• Task requirements:
1 > Answer these questions from the text on adaptive streaming in WebKit.
(a) What value is given to the constant EOS_DECODE_ERR?
(b) Which function resulted from letting Web developers queue up a chunk of encoded video into a video element?
(c) What is the current status of the code in WebKit?
2 > In one to three sentences, explain why the text on adaptive streaming in WebKit favors letting Web developers queue chunks of encoded video over building stream switching, buffering and chunk delivery into the browser.

Aaron explained that he had been trying to find a way to implement HTTP adaptive streaming into WebKit in a way in which it could be standardised. While doing so, he also came across other requirements around such chunked video handling, in particular around dynamic ad insertion, live streaming, DVR functionality (fast forward), constraint video editing, and mashups. While trying to sort out all these requirements, it became clear that it would be very difficult to implement strategies for stream switching, buffering and delivery of video chunks into the browser when so many different and likely contradictory requirements exist. Also, once an approach is implemented and specified for the browser, it becomes very difficult to innovate on it.

Instead, the easiest way to solve it right now and learn about what would be necessary to implement into the browser would be to actually allow Web developers to queue up a chunk of encoded video into a video element for decoding and display. Thus, the webkitSourceAppend() function was born (specification).

The proposed extension to the HTMLMediaElement is as follows:

partial interface HTMLMediaElement {
  // URL passed to src attribute to enable the media source logic.
  readonly attribute [URL] DOMString webkitMediaSourceURL;

  bool webkitSourceAppend(in Uint8Array data);

  // end of stream status codes.
  const unsigned short EOS_NO_ERROR = 0;
  const unsigned short EOS_NETWORK_ERR = 1;
  const unsigned short EOS_DECODE_ERR = 2;

  void webkitSourceEndOfStream(in unsigned short status);

  // states
  const unsigned short SOURCE_CLOSED = 0;
  const unsigned short SOURCE_OPEN = 1;
  const unsigned short SOURCE_ENDED = 2;

  readonly attribute unsigned short webkitSourceState;

The code is already checked into WebKit, but commented out behind a command-line compiler flag.

• Recorded data:
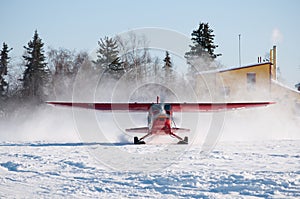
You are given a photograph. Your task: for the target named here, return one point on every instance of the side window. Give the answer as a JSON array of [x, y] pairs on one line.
[[251, 81]]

• Responses for each task:
1 >
(a) 2
(b) webkitSourceAppend()
(c) It is checked into WebKit but commented out behind a command-line compiler flag.

2 > So many different and likely contradictory requirements exist that building those strategies into the browser would be very difficult. Once an approach is implemented and specified for the browser, it becomes very difficult to innovate on it. Letting developers queue the chunks is the easiest solution for now and shows what the browser would eventually need.